= WHAT IS BEING ASKED =
Write each line exactly as it stands, from the line containing "Pin every instance of the dry" through the end of the data.

= Excerpts of location labeling data =

☆ ☆ ☆ ☆ ☆ ☆ ☆

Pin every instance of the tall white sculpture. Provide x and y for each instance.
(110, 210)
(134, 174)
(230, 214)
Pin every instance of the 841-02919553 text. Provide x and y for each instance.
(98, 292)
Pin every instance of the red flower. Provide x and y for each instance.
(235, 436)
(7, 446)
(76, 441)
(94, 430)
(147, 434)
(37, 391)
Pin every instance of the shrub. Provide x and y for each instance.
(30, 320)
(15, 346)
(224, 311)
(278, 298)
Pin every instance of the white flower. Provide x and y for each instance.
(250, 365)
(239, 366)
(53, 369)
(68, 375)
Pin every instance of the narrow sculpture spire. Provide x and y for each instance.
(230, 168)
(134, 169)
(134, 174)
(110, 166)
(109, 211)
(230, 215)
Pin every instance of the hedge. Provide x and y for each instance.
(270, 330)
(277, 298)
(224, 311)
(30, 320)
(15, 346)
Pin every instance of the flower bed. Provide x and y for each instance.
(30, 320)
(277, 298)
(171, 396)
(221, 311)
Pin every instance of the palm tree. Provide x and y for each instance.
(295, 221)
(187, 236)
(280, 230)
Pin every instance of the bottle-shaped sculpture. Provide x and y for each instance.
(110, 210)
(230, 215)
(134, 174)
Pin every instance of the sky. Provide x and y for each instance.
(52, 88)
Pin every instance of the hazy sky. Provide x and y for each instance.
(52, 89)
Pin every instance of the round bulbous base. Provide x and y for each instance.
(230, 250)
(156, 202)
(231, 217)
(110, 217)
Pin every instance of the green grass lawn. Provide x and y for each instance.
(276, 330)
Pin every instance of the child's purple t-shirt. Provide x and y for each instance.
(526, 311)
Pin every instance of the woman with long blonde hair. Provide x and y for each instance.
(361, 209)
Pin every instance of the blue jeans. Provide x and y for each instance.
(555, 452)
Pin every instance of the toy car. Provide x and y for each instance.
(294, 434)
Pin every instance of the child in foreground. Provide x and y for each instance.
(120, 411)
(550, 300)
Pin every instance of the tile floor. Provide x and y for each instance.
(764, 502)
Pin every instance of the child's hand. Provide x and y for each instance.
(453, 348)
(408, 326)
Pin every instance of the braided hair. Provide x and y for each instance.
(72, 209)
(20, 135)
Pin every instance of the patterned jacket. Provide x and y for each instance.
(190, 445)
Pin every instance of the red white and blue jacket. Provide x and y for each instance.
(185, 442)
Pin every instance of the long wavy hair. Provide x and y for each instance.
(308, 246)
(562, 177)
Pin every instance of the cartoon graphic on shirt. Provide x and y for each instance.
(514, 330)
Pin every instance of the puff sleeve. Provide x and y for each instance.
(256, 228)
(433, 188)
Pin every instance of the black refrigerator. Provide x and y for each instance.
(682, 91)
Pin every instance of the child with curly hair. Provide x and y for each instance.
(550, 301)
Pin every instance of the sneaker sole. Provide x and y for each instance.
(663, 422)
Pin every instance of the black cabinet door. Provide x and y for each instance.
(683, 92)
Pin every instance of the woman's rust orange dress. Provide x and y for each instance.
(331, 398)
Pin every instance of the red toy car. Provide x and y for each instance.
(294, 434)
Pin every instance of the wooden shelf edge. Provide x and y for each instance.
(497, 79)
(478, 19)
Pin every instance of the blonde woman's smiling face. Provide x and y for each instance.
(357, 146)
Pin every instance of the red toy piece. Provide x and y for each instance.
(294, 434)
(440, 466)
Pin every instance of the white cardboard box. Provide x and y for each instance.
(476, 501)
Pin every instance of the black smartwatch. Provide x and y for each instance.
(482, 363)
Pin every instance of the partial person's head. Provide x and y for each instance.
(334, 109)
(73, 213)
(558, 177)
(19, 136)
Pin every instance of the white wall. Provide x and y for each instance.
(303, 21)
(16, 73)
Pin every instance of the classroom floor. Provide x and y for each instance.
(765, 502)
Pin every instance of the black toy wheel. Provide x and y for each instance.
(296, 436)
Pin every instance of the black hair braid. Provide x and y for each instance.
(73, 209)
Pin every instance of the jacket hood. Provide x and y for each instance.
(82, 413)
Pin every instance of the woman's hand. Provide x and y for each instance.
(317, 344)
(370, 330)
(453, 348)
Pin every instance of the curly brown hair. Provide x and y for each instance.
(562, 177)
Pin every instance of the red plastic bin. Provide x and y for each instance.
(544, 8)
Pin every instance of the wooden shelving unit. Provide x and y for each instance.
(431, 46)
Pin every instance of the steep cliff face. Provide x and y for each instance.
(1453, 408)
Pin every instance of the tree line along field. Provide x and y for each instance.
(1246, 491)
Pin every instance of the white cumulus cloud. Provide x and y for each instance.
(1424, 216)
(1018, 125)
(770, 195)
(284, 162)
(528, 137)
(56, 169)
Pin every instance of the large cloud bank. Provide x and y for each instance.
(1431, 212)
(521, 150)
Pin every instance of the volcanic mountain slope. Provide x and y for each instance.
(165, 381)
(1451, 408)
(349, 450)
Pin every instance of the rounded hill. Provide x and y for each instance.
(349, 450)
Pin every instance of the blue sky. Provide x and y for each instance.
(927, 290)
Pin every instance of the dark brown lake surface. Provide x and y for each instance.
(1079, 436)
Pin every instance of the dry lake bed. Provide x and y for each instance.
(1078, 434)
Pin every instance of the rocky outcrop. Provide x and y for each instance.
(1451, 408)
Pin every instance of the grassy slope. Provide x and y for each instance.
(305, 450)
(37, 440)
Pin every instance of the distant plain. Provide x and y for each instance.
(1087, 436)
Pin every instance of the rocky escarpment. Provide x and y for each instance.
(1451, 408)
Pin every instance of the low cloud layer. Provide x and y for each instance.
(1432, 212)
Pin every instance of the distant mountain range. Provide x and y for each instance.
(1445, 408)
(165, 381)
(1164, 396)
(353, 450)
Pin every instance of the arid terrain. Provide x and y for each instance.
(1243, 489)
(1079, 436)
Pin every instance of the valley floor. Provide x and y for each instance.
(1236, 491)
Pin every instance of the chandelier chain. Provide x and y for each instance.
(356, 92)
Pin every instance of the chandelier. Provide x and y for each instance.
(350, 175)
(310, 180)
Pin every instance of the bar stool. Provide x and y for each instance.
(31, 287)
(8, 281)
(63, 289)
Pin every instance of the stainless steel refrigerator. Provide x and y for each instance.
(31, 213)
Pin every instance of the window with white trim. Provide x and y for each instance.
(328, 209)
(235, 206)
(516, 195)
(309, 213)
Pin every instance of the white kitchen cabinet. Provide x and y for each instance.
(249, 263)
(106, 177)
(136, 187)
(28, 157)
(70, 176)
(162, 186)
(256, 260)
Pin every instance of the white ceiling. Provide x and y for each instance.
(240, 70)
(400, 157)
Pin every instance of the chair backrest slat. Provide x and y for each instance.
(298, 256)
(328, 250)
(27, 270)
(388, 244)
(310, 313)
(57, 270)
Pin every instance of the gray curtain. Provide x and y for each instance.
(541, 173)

☆ ☆ ☆ ☆ ☆ ☆ ☆

= PROBLEM SOLUTION =
Pin every instance of the dry lake bed. Provide x and y for each instance.
(1078, 434)
Pin every instance of the rocky outcrop. Provide x and y for each instance.
(1451, 408)
Pin every instance of the grassy slope. Provide x and y for each instance.
(305, 450)
(37, 440)
Pin every instance of the distant plain. Provide x and y for each instance.
(1087, 436)
Pin every instance of the rocky escarpment. Provide x and y for each instance.
(1451, 408)
Pin every instance of the low cloud layer. Provide x and y for each instance.
(1432, 212)
Pin every instance of the distant mountain range. Provide x and y for each instance.
(1445, 408)
(165, 381)
(1164, 396)
(353, 450)
Pin every instance of the arid terrain. Provide x and y for each instance.
(1243, 489)
(1079, 436)
Pin every instance of the valley floor. Provide x and y for each instance.
(1236, 491)
Pin every instance of the chandelier chain. Provide x and y for each instance.
(356, 92)
Pin every instance of the chandelier. Provide x and y for each instance.
(350, 175)
(310, 180)
Pin every instance of the bar stool. Provide x and y for each instance.
(31, 287)
(8, 281)
(63, 289)
Pin every instance of the stainless steel refrigerator. Provide x and y for each instance.
(31, 213)
Pin every instance of the window with white trim. Provide x and y for each instance.
(328, 209)
(235, 206)
(516, 195)
(309, 213)
Pin every instance of the white kitchen cabinet. Provide x and y for each instance.
(249, 263)
(106, 177)
(136, 187)
(28, 157)
(70, 176)
(162, 186)
(256, 260)
Pin every instance of the white ceiling. Provide x and y for each instance.
(240, 70)
(400, 157)
Pin every instance of the chair backrest slat. Provide x and y for each instance.
(298, 256)
(328, 250)
(27, 270)
(388, 244)
(310, 313)
(57, 270)
Pin every instance of the gray curtain. Provide x and y for each instance.
(541, 173)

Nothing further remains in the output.